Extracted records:

________________

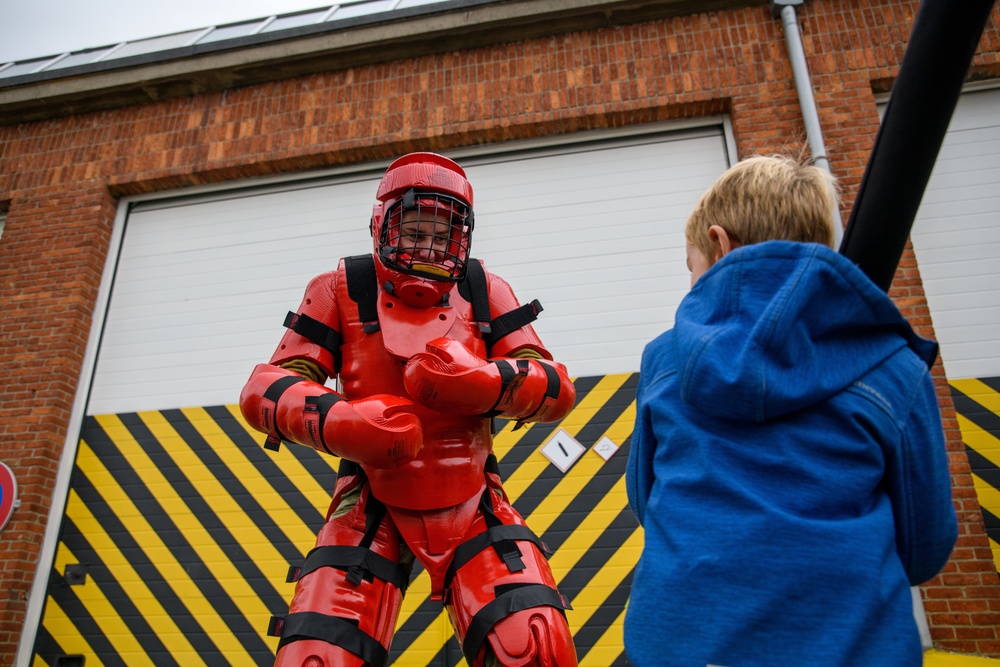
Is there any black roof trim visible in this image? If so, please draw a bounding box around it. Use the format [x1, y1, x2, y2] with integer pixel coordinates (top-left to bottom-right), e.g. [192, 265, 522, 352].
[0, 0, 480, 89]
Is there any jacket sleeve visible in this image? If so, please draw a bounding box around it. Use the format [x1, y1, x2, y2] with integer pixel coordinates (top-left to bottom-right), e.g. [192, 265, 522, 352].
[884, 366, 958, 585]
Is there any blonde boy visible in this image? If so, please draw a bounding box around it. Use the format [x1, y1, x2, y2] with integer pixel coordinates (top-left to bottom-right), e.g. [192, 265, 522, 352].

________________

● Work order
The answer must be an exact reproduction of the records, with every picture left out.

● Solution to this exercise
Is there any black roof trim visible in this image? If so, please draw a bounding box around it. Use the format [x1, y1, x2, y2] with integer pixel coordinates (top-left to bottom-right), e.g. [192, 265, 522, 352].
[0, 0, 480, 89]
Is there any jacket sleeve visible in this image? If so, please draw a bounding box around it. Use the format [x1, y1, x2, y2] with integer pixel coordinates (top-left to bottom-right), e.g. [192, 265, 522, 352].
[884, 366, 958, 585]
Is there any blonde boy visible in this image? If so, please draw a bounding box around it. Use the format [x1, y1, x2, y2] with integer pixel coordinates (top-left to bottom-right), e.g. [192, 265, 522, 352].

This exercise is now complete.